Textauszug.
^^^^^^^^^^^^^^^^
Honorararzt - selbständig oder scheinselbständig?
Die Frage der Selbständigkeit oder Scheinselbständigkeit von Honorarärzten ist seit einigen Jahren hoch umstritten. Das Bundessozialgericht (BSG) hat in Grundsatzurteilen vom 04.06.2019 (z.B. – B 12 R 12/18 R; – B 12 KR 14/18 R –; B 12 R 22/18 R –) entscheidende Weichenstellungen vorgenommen. Danach kommt eine selbständige Tätigkeit nur noch in eng begrenzten Ausnahmefällen in Betracht. Wenn trotzdem ein Honorarvertrag mit einem Arzt geschlossen wird, z.B. wegen massiven Ärztemangels, begibt sich der vermeintliche Auftraggeber in ein nicht zu unterschätzendes Risiko.
^^^^^^^^^^^^^^^^
Übungsdaten.
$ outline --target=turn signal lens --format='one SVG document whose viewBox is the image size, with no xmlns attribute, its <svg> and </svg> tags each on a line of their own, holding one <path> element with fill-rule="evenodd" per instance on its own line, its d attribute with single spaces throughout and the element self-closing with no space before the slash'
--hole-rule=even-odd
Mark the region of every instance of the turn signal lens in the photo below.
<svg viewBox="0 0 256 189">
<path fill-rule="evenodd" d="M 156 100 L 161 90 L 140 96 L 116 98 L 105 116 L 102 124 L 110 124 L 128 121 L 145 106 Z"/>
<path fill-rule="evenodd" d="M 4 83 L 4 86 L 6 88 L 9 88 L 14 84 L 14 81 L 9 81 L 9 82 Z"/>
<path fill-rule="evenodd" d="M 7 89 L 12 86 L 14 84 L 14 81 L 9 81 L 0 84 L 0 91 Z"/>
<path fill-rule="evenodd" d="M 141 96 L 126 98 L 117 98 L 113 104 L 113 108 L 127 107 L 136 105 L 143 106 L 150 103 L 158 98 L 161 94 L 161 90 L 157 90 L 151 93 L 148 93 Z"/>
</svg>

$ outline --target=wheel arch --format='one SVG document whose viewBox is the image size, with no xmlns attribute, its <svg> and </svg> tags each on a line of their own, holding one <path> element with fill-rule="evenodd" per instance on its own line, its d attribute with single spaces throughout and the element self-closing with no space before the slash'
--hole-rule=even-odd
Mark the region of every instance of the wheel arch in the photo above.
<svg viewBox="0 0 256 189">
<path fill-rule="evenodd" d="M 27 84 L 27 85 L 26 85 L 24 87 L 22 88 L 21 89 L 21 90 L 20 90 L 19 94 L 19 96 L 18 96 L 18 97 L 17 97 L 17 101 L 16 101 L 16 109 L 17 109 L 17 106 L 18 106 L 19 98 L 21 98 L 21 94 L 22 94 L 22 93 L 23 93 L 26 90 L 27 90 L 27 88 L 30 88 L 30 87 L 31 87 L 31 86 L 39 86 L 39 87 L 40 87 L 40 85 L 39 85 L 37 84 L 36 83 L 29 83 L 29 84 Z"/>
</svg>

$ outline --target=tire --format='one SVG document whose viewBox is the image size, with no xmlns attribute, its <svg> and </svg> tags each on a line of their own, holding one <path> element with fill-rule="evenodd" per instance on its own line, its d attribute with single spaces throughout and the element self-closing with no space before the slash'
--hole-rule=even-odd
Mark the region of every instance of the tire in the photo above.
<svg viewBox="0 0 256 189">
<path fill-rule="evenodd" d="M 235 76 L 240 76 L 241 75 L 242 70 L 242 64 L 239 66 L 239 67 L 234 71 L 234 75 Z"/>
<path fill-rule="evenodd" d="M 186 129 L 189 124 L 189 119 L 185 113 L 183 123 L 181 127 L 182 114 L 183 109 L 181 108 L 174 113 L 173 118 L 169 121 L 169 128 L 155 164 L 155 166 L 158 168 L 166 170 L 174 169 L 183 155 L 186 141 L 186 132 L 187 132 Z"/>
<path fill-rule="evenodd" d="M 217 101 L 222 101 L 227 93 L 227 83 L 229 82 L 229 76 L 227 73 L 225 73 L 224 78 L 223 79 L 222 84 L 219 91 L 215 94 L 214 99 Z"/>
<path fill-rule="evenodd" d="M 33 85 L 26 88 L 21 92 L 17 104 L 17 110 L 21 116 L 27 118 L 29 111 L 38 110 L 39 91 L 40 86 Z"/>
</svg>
^^^^^^^^^^^^^^^^
Die Aufgaben.
(A) Fasse den Textauszug über Honorarärzte in zwei Sätzen zusammen.
(B) Von welchem Datum stammen laut dem Textauszug die Grundsatzurteile des Bundessozialgerichts?
(C) Schreibe die Stelle im Textauszug von „Honorararzt - selbständig“ bis „zu unterschätzendes Risiko.“ ab.

Die Lösungen.
(A) Das Bundessozialgericht hat in Grundsatzurteilen vom 04.06.2019 festgelegt, dass eine selbständige Tätigkeit von Honorarärzten nur noch in eng begrenzten Ausnahmefällen in Betracht kommt. Wer trotzdem einen Honorarvertrag mit einem Arzt schließt, etwa wegen massiven Ärztemangels, begibt sich als vermeintlicher Auftraggeber in ein nicht zu unterschätzendes Risiko.

(B) Vom 04.06.2019.

(C)
Honorararzt - selbständig oder scheinselbständig?
Die Frage der Selbständigkeit oder Scheinselbständigkeit von Honorarärzten ist seit einigen Jahren hoch umstritten. Das Bundessozialgericht (BSG) hat in Grundsatzurteilen vom 04.06.2019 (z.B. – B 12 R 12/18 R; – B 12 KR 14/18 R –; B 12 R 22/18 R –) entscheidende Weichenstellungen vorgenommen. Danach kommt eine selbständige Tätigkeit nur noch in eng begrenzten Ausnahmefällen in Betracht. Wenn trotzdem ein Honorarvertrag mit einem Arzt geschlossen wird, z.B. wegen massiven Ärztemangels, begibt sich der vermeintliche Auftraggeber in ein nicht zu unterschätzendes Risiko.